▶ Texte fourni:
»»

Ce n’est pas encore une purge stalinienne. Mais à voir les têtes tomber les unes après les autres au ministère des Affaires étrangères, les diplomates argentins sont déjà nombreux à trembler. Ces dernières semaines, une dizaine de “traîtres” ont été sommés de faire leurs cartons. Parmi eux : le représentant de l’Argentine auprès des Nations Unies, le secrétaire aux Relations extérieures, le secrétaire aux Droits humains ou encore la ministre des Affaires étrangères Diana Mondino, limogée fin octobre. Sa faute ? Elle a “désobéi” à la ligne du président Javier Milei en votant à l’ONU avec 186 autres pays contre l’embargo américain visant Cuba (seuls Israël et les Etats-Unis ont voté pour).
“L’exécutif lancera un audit du personnel du ministère des Affaires étrangères dans l’objectif d’identifier les promoteurs des programmes ennemis de la liberté”, affirmait un communiqué lors du départ de Diana Mondino. Dix jours plus tôt, une lettre comminatoire avait été adressée aux membres du même ministère, y compris à ceux en poste à l’étranger : “Ceux qui ne sont pas en mesure d’assumer les défis de la défense des idées de la liberté devront faire un pas de côté.” Bref, à l’image de ce qui se profile aux Etats-Unis avec Donald Trump à la Maison-Blanche, la “Casa Rosada” (la Maison Rose, siège de la présidence argentine) a lancé sa chasse aux sorcières.
A la manœuvre se trouve Karina Milei, la sœur du président au pouvoir depuis le 10 décembre 2023, voilà un an. Nommée en septembre par son frère pour diriger le parti présidentiel La Libertad Avanza (La Liberté Avance, LLA), elle a pris la fâcheuse habitude de couper des têtes à un rythme endiablé. Sous couvert d’anonymat, un diplomate décrit un “climat de terreur” au ministère : “On se méfie les uns des autres, plus personne n’ose donner son avis sur les dossiers ou même laisser des traces écrites. Notre travail est devenu impossible”, déplore le quinquagénaire, qui se sait soupçonné de “communisme”.

««

▶ Énoncé 1: Présentez en tableau Markdown toutes les lignes de données, depuis celle qui contient "Category: hockey stick" jusqu'à la dernière, avec une colonne « Rang » pour le numéro et une colonne « Contenu » pour la ligne. Omettez les lignes vides et laissez les images de côté.
Le texte fourni et les lignes de données n'ont aucun rapport entre eux.

▶ Données affichées:
»»

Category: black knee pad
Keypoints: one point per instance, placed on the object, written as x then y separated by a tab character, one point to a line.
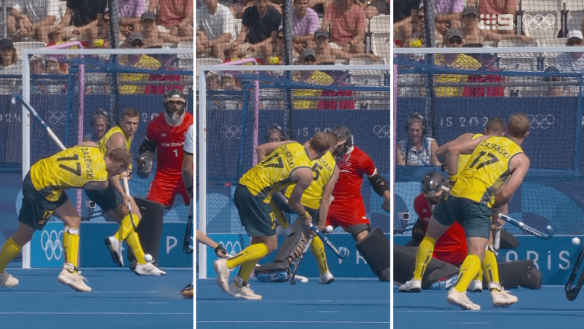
375	250
356	229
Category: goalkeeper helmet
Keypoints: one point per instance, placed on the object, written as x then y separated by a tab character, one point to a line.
174	110
433	183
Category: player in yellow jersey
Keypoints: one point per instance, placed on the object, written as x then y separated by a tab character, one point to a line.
316	199
495	169
43	190
113	200
285	165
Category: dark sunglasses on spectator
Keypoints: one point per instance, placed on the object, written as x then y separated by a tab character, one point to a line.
455	40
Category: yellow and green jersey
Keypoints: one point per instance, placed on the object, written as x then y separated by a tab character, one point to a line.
70	168
322	171
273	173
486	170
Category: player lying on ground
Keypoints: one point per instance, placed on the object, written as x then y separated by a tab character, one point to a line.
495	170
348	210
114	201
287	164
316	199
451	250
43	191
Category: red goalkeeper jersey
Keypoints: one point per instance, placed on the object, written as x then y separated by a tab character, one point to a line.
451	247
348	187
169	146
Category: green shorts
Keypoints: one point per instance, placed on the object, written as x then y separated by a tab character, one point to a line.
474	217
36	210
253	213
107	199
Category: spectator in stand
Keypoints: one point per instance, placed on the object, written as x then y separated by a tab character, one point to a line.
136	41
348	26
83	17
473	34
215	30
304	23
308	57
377	7
346	103
456	61
30	19
486	61
327	54
130	13
496	7
571	62
260	22
153	38
175	17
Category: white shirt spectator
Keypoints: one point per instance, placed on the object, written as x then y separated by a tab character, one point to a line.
215	25
37	10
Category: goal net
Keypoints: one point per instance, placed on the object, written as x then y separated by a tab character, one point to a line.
457	90
237	104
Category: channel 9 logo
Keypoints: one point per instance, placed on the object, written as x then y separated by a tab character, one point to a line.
502	22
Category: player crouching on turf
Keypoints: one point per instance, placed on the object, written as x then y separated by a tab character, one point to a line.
348	210
43	190
287	164
316	199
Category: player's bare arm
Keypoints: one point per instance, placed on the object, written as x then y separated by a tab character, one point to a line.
326	199
518	167
265	149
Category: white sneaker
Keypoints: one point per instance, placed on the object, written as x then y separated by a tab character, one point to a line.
241	289
223	272
411	286
500	297
115	248
461	300
7	280
475	286
73	279
326	278
148	269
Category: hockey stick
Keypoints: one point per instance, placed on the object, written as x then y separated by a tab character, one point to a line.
34	113
299	260
546	236
341	254
572	292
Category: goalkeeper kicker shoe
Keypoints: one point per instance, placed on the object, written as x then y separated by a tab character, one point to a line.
411	286
461	300
72	278
115	248
148	269
7	280
500	297
241	289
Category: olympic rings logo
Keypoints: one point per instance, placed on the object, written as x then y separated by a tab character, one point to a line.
51	244
541	121
55	117
232	248
231	131
539	21
382	131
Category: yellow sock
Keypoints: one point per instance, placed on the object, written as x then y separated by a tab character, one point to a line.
253	252
126	227
10	249
317	248
468	271
136	246
424	256
246	269
490	266
71	244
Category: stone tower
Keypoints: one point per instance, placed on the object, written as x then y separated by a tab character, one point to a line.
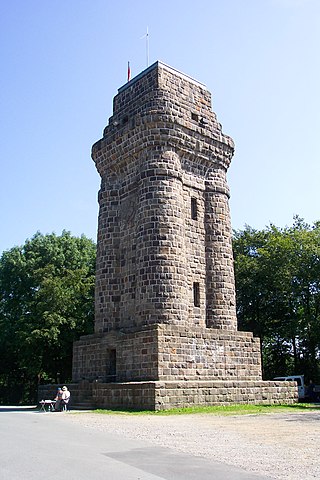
165	320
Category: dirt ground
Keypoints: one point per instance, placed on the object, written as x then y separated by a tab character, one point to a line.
281	446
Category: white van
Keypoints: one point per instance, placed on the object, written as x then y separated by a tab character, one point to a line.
300	382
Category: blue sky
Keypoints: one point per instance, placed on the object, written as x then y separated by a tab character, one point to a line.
62	63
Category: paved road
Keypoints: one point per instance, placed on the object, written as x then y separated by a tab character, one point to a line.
43	446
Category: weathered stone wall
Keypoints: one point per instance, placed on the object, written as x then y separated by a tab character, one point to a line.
165	319
175	394
168	352
163	149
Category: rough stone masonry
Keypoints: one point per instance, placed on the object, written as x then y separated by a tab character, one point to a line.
165	314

««

▶ Énoncé 2: D'après le texte fourni sur la diplomatie argentine, qui a été nommé en septembre pour diriger le parti La Libertad Avanza ?

▶ Corrigé complet 1:
| Rang | Contenu |
|---|---|
| 1 | Category: hockey stick |
| 2 | Keypoints: one point per instance, placed on the object, written as x then y separated by a tab character, one point to a line. |
| 3 | 34	113 |
| 4 | 299	260 |
| 5 | 546	236 |
| 6 | 341	254 |
| 7 | 572	292 |
| 8 | Category: goalkeeper kicker shoe |
| 9 | Keypoints: one point per instance, placed on the object, written as x then y separated by a tab character, one point to a line. |
| 10 | 411	286 |
| 11 | 461	300 |
| 12 | 72	278 |
| 13 | 115	248 |
| 14 | 148	269 |
| 15 | 7	280 |
| 16 | 500	297 |
| 17 | 241	289 |
| 18 | Category: olympic rings logo |
| 19 | Keypoints: one point per instance, placed on the object, written as x then y separated by a tab character, one point to a line. |
| 20 | 51	244 |
| 21 | 541	121 |
| 22 | 55	117 |
| 23 | 232	248 |
| 24 | 231	131 |
| 25 | 539	21 |
| 26 | 382	131 |
| 27 | Category: yellow sock |
| 28 | Keypoints: one point per instance, placed on the object, written as x then y separated by a tab character, one point to a line. |
| 29 | 253	252 |
| 30 | 126	227 |
| 31 | 10	249 |
| 32 | 317	248 |
| 33 | 468	271 |
| 34 | 136	246 |
| 35 | 424	256 |
| 36 | 246	269 |
| 37 | 490	266 |
| 38 | 71	244 |
| 39 | Category: stone tower |
| 40 | Keypoints: one point per instance, placed on the object, written as x then y separated by a tab character, one point to a line. |
| 41 | 165	320 |
| 42 | Category: dirt ground |
| 43 | Keypoints: one point per instance, placed on the object, written as x then y separated by a tab character, one point to a line. |
| 44 | 281	446 |
| 45 | Category: white van |
| 46 | Keypoints: one point per instance, placed on the object, written as x then y separated by a tab character, one point to a line. |
| 47 | 300	382 |
| 48 | Category: blue sky |
| 49 | Keypoints: one point per instance, placed on the object, written as x then y separated by a tab character, one point to a line. |
| 50 | 62	63 |
| 51 | Category: paved road |
| 52 | Keypoints: one point per instance, placed on the object, written as x then y separated by a tab character, one point to a line. |
| 53 | 43	446 |
| 54 | Category: weathered stone wall |
| 55 | Keypoints: one point per instance, placed on the object, written as x then y separated by a tab character, one point to a line. |
| 56 | 165	319 |
| 57 | 175	394 |
| 58 | 168	352 |
| 59 | 163	149 |
| 60 | Category: rough stone masonry |
| 61 | Keypoints: one point per instance, placed on the object, written as x then y separated by a tab character, one point to a line. |
| 62 | 165	314 |

▶ Corrigé complet 2: Karina Milei, la sœur du président Javier Milei.